Reproduce the lines below verbatim, from the line containing "Tag every instance of the gold necklace" through the line containing "pixel 398 220", including both.
----
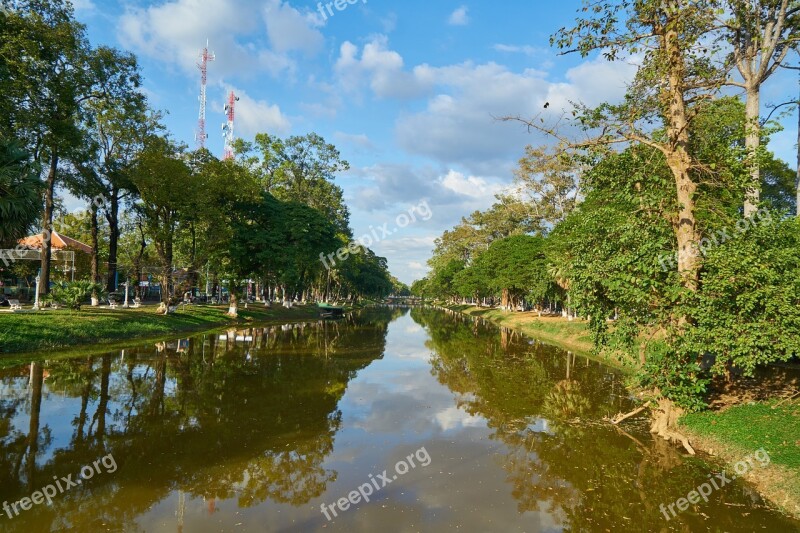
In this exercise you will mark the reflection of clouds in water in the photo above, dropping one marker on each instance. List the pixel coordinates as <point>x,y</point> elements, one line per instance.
<point>413,353</point>
<point>453,417</point>
<point>413,328</point>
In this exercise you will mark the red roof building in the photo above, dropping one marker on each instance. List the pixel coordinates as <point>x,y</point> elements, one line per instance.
<point>57,241</point>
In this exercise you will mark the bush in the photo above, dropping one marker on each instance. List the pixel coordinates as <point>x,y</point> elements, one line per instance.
<point>74,294</point>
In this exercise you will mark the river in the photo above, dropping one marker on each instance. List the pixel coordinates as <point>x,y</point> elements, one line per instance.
<point>442,422</point>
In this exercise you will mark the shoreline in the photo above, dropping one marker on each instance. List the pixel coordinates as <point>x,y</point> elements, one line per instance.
<point>572,335</point>
<point>26,335</point>
<point>781,487</point>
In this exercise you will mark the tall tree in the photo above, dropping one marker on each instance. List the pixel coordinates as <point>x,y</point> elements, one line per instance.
<point>166,189</point>
<point>118,128</point>
<point>301,169</point>
<point>20,189</point>
<point>761,33</point>
<point>672,84</point>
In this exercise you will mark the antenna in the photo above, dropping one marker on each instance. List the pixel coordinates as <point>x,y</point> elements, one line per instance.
<point>205,57</point>
<point>227,129</point>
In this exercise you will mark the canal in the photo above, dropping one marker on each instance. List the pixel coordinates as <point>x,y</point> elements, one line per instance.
<point>389,420</point>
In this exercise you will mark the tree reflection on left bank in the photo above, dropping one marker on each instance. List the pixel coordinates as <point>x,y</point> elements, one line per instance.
<point>247,414</point>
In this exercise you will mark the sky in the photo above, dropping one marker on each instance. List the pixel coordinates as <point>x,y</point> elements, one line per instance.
<point>409,92</point>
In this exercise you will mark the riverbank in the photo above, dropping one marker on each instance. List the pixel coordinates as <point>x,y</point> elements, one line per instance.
<point>729,435</point>
<point>64,329</point>
<point>569,335</point>
<point>737,432</point>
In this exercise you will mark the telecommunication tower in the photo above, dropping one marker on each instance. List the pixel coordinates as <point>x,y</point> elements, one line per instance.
<point>205,57</point>
<point>227,129</point>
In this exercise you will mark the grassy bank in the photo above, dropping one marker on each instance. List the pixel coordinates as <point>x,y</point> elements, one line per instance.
<point>739,431</point>
<point>573,336</point>
<point>48,330</point>
<point>730,435</point>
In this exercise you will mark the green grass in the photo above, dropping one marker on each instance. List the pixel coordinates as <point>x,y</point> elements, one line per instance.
<point>573,336</point>
<point>739,431</point>
<point>49,330</point>
<point>754,426</point>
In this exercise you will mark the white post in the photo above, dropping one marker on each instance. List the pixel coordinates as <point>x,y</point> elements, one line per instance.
<point>126,294</point>
<point>36,297</point>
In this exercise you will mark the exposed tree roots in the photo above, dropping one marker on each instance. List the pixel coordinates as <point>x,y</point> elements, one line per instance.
<point>664,423</point>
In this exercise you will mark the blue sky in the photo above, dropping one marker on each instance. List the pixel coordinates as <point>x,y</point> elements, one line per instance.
<point>406,90</point>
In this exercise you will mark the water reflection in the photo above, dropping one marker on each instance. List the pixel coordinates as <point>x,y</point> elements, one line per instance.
<point>546,406</point>
<point>248,414</point>
<point>253,429</point>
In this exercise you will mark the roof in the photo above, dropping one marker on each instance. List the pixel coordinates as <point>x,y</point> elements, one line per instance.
<point>57,241</point>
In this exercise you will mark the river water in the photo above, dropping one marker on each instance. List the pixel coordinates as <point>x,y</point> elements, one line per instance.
<point>444,423</point>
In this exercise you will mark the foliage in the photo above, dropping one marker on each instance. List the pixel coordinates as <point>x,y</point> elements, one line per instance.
<point>747,313</point>
<point>74,294</point>
<point>20,193</point>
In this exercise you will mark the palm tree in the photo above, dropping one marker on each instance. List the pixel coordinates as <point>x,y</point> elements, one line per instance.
<point>559,275</point>
<point>20,192</point>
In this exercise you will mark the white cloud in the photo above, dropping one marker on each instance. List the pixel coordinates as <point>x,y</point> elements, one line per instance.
<point>381,68</point>
<point>459,17</point>
<point>175,31</point>
<point>471,186</point>
<point>289,30</point>
<point>83,5</point>
<point>455,418</point>
<point>360,142</point>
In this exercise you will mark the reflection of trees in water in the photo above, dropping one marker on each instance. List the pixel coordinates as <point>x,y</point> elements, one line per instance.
<point>250,414</point>
<point>545,406</point>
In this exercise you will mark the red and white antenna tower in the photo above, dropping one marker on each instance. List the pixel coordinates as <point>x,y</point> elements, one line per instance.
<point>227,129</point>
<point>205,57</point>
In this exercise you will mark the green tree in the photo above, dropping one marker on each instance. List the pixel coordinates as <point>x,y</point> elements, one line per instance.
<point>20,193</point>
<point>760,35</point>
<point>52,73</point>
<point>300,169</point>
<point>166,193</point>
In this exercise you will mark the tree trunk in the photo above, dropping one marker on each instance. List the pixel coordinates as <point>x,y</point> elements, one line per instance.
<point>47,224</point>
<point>113,239</point>
<point>797,183</point>
<point>233,307</point>
<point>679,161</point>
<point>37,386</point>
<point>95,267</point>
<point>752,141</point>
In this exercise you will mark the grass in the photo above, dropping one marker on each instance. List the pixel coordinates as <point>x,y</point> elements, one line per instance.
<point>739,431</point>
<point>573,336</point>
<point>49,330</point>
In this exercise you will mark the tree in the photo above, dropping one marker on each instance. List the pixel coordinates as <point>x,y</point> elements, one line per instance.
<point>167,192</point>
<point>674,82</point>
<point>117,129</point>
<point>550,182</point>
<point>300,169</point>
<point>20,190</point>
<point>52,73</point>
<point>761,33</point>
<point>515,267</point>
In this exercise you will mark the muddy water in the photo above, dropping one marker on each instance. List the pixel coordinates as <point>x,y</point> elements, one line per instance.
<point>441,422</point>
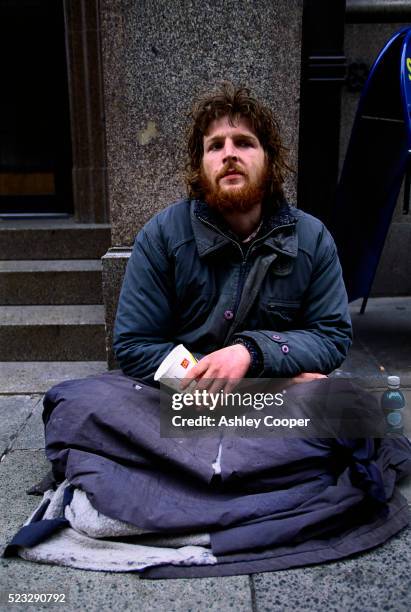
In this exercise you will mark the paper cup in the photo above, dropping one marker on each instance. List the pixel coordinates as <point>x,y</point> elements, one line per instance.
<point>175,366</point>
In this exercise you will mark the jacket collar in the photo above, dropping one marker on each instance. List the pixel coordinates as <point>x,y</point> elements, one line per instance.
<point>211,232</point>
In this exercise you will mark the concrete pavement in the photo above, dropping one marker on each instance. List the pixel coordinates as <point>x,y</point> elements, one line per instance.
<point>375,580</point>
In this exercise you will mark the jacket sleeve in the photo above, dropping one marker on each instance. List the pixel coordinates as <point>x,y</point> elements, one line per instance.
<point>324,337</point>
<point>144,314</point>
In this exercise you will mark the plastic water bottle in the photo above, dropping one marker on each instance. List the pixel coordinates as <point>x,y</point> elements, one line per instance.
<point>392,404</point>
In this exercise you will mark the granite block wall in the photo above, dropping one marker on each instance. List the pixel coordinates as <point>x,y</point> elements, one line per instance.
<point>156,56</point>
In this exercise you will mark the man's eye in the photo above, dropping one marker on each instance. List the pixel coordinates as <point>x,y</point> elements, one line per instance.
<point>245,143</point>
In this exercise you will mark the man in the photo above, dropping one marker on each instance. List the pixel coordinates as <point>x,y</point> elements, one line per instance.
<point>248,284</point>
<point>253,288</point>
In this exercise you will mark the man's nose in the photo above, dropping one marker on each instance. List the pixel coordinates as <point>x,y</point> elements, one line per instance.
<point>229,152</point>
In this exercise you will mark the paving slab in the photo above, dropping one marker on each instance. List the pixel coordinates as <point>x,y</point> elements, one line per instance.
<point>369,582</point>
<point>385,331</point>
<point>92,591</point>
<point>39,376</point>
<point>15,410</point>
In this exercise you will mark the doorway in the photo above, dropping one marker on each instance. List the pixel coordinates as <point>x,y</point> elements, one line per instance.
<point>35,143</point>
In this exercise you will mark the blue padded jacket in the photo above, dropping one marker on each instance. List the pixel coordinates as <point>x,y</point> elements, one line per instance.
<point>190,281</point>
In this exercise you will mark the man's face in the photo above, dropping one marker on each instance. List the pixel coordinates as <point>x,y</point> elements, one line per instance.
<point>234,166</point>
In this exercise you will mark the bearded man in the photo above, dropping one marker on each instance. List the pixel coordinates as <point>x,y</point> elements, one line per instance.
<point>251,286</point>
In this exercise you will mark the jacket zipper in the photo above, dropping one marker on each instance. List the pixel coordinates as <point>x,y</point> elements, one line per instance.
<point>243,267</point>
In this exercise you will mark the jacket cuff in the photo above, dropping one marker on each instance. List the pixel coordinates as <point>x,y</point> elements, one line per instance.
<point>257,361</point>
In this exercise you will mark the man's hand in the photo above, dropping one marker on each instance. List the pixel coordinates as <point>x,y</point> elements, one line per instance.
<point>220,370</point>
<point>307,377</point>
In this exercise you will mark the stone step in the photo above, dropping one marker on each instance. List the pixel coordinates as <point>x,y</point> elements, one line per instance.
<point>52,333</point>
<point>24,239</point>
<point>28,377</point>
<point>63,281</point>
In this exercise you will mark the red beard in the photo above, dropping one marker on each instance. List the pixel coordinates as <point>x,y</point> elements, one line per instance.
<point>242,199</point>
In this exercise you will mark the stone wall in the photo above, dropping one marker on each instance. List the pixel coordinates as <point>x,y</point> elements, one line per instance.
<point>157,55</point>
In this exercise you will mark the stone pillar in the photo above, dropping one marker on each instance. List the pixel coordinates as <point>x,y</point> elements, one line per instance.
<point>157,56</point>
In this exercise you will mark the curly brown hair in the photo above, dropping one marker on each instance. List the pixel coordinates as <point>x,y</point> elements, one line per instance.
<point>236,102</point>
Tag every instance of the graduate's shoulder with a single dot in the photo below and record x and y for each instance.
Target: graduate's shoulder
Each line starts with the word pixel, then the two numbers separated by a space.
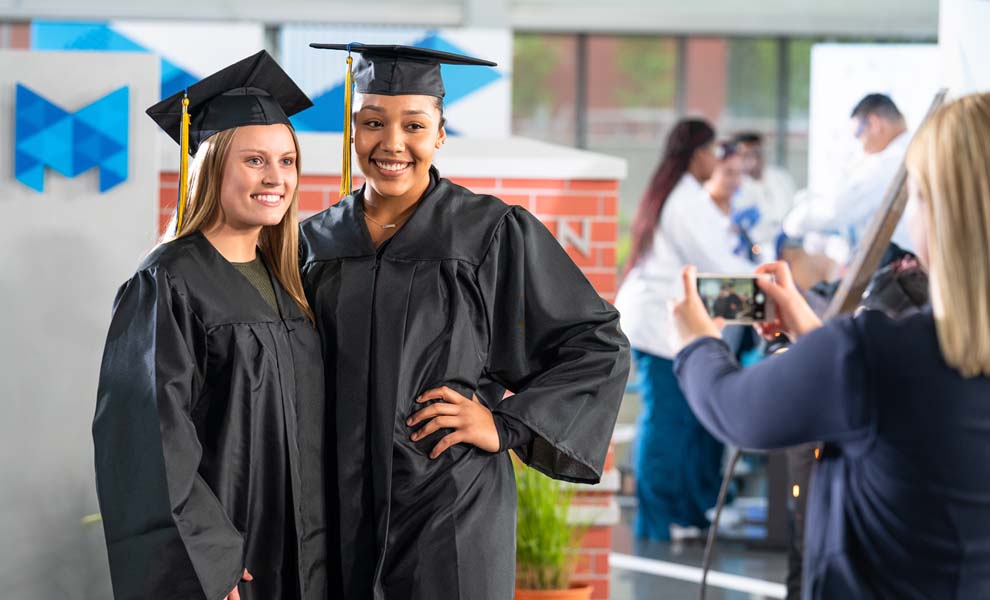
pixel 175 256
pixel 330 234
pixel 466 222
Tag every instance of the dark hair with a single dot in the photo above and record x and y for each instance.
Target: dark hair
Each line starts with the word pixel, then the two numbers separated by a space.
pixel 686 137
pixel 727 150
pixel 877 104
pixel 748 137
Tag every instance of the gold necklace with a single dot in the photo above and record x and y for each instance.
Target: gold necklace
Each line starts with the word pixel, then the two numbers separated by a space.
pixel 382 225
pixel 398 220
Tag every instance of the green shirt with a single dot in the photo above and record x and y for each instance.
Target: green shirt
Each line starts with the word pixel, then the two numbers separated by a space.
pixel 257 273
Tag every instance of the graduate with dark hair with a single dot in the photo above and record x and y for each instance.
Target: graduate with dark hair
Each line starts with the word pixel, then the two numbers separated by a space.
pixel 432 302
pixel 209 427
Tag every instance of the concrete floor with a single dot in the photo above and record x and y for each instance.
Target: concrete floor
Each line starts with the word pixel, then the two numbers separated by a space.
pixel 734 558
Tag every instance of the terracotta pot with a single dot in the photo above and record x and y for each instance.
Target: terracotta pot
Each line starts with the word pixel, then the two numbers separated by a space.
pixel 577 591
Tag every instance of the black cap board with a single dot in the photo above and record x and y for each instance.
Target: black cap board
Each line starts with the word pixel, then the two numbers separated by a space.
pixel 252 91
pixel 401 70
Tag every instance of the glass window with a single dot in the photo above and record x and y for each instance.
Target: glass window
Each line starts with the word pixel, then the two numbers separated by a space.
pixel 631 106
pixel 544 87
pixel 798 103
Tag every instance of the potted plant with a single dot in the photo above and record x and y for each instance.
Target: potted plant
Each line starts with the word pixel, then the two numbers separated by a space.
pixel 546 542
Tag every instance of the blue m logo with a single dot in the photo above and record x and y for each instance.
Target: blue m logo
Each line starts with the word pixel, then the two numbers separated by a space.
pixel 70 143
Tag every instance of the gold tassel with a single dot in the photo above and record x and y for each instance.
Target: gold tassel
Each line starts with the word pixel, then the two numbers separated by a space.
pixel 183 164
pixel 345 169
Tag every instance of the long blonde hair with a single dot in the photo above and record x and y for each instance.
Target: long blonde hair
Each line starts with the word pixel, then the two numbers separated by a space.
pixel 279 243
pixel 949 161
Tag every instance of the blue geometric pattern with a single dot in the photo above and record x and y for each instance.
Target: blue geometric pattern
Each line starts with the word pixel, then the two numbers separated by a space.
pixel 71 143
pixel 59 35
pixel 458 80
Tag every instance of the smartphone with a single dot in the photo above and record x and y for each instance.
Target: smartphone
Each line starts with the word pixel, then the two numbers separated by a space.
pixel 735 298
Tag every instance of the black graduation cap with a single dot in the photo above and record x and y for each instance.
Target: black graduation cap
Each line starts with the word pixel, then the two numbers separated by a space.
pixel 252 91
pixel 394 70
pixel 391 70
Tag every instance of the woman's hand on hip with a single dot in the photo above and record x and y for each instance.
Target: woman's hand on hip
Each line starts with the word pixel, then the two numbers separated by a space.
pixel 471 421
pixel 690 317
pixel 793 315
pixel 236 595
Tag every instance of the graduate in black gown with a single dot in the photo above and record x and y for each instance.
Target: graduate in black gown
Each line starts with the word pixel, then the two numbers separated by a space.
pixel 209 428
pixel 432 301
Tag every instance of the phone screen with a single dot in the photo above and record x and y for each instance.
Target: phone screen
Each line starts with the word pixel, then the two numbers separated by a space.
pixel 733 297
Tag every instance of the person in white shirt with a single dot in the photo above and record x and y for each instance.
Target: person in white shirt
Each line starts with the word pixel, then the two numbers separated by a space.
pixel 677 223
pixel 765 195
pixel 859 188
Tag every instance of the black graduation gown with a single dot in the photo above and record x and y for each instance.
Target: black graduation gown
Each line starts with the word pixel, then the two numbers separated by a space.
pixel 479 296
pixel 209 435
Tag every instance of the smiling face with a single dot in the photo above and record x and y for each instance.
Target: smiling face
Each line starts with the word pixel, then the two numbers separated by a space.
pixel 727 176
pixel 259 177
pixel 394 139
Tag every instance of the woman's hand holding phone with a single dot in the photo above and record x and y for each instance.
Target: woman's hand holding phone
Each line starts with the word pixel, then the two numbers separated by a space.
pixel 690 317
pixel 793 317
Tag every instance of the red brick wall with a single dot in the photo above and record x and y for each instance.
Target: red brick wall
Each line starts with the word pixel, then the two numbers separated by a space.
pixel 580 213
pixel 592 566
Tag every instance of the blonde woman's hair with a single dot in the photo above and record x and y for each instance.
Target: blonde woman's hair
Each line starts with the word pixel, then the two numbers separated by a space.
pixel 949 161
pixel 278 243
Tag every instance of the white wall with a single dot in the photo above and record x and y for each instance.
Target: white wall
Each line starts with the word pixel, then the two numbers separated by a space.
pixel 63 253
pixel 965 46
pixel 878 18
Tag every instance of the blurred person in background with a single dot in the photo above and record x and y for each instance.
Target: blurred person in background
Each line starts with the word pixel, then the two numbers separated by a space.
pixel 766 193
pixel 899 506
pixel 723 187
pixel 677 462
pixel 859 188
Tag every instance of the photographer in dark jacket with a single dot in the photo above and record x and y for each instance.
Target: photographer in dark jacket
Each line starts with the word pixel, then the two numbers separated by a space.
pixel 900 502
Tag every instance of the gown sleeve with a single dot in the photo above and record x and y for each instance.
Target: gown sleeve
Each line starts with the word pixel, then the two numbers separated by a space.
pixel 817 390
pixel 556 345
pixel 167 534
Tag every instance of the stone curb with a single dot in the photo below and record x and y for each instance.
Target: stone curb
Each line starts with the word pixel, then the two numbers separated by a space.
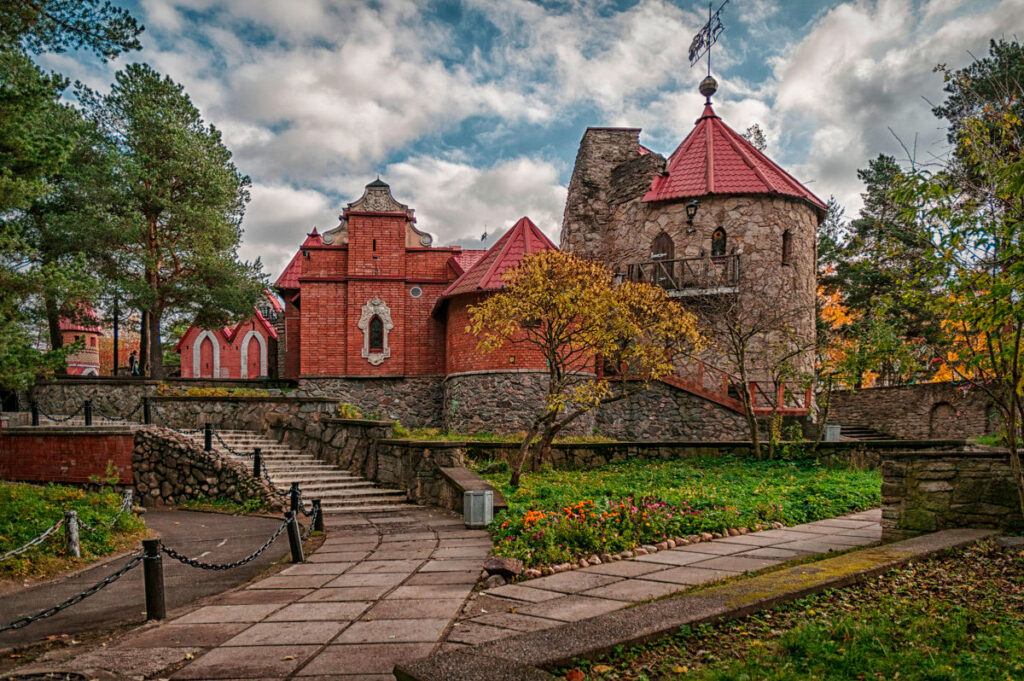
pixel 521 656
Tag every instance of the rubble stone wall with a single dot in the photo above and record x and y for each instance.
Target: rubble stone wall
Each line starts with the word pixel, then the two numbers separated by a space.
pixel 930 491
pixel 918 412
pixel 167 469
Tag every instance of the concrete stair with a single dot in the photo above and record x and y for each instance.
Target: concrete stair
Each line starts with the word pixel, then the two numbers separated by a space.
pixel 338 490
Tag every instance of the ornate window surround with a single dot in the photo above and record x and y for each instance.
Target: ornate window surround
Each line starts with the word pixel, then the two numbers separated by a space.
pixel 375 307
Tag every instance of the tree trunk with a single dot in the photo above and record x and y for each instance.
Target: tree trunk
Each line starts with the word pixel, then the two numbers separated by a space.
pixel 522 455
pixel 156 349
pixel 53 328
pixel 143 343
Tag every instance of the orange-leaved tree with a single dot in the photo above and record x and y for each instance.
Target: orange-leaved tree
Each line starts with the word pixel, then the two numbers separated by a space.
pixel 569 312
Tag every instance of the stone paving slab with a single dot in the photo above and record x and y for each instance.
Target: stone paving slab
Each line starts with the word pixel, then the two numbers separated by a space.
pixel 519 654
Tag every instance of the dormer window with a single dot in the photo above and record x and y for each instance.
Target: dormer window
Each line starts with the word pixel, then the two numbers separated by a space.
pixel 376 335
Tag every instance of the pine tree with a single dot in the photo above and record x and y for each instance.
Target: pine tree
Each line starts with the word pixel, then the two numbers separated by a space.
pixel 172 223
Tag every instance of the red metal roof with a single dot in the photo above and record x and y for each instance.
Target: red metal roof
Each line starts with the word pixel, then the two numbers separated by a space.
pixel 485 274
pixel 715 159
pixel 290 278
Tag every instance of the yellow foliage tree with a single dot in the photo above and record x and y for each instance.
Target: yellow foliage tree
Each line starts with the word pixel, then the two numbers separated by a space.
pixel 567 310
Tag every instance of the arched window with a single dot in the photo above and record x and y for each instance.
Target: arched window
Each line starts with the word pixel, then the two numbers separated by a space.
pixel 663 248
pixel 718 243
pixel 376 334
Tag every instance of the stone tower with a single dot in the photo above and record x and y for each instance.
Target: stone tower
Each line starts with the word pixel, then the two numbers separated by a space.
pixel 716 218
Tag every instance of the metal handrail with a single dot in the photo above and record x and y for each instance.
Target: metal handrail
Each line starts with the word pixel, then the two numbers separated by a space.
pixel 687 273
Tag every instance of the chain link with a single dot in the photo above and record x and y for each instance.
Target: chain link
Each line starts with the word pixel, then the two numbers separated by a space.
pixel 35 542
pixel 77 598
pixel 238 563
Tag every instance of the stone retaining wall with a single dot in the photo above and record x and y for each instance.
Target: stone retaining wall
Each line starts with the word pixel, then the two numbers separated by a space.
pixel 414 400
pixel 663 412
pixel 916 412
pixel 168 468
pixel 931 491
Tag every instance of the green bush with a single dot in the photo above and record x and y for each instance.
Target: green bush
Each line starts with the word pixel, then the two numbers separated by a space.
pixel 27 510
pixel 556 516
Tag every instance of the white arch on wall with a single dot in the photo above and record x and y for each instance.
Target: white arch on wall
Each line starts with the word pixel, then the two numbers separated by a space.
pixel 198 354
pixel 244 358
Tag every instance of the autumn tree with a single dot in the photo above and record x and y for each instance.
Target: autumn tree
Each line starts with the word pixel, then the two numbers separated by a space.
pixel 569 311
pixel 975 209
pixel 172 223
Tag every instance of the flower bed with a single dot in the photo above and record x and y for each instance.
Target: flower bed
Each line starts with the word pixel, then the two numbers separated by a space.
pixel 563 516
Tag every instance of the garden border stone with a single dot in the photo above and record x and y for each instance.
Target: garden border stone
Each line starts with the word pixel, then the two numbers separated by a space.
pixel 524 655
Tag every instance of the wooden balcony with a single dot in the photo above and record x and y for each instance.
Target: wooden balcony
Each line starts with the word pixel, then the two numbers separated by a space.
pixel 689 277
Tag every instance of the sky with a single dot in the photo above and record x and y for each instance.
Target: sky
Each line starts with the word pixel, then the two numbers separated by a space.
pixel 472 111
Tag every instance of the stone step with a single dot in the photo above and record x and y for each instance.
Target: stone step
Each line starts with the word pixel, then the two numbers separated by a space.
pixel 387 508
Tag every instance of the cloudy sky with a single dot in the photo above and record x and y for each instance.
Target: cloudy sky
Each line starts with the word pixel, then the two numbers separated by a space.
----
→ FINAL ANSWER
Tag every instance of the gold necklace with a single dot in the photo above and record x and y for each instance.
Target: gold necklace
Each line starts with the word pixel, then the two numbers separated by a space.
pixel 382 225
pixel 398 220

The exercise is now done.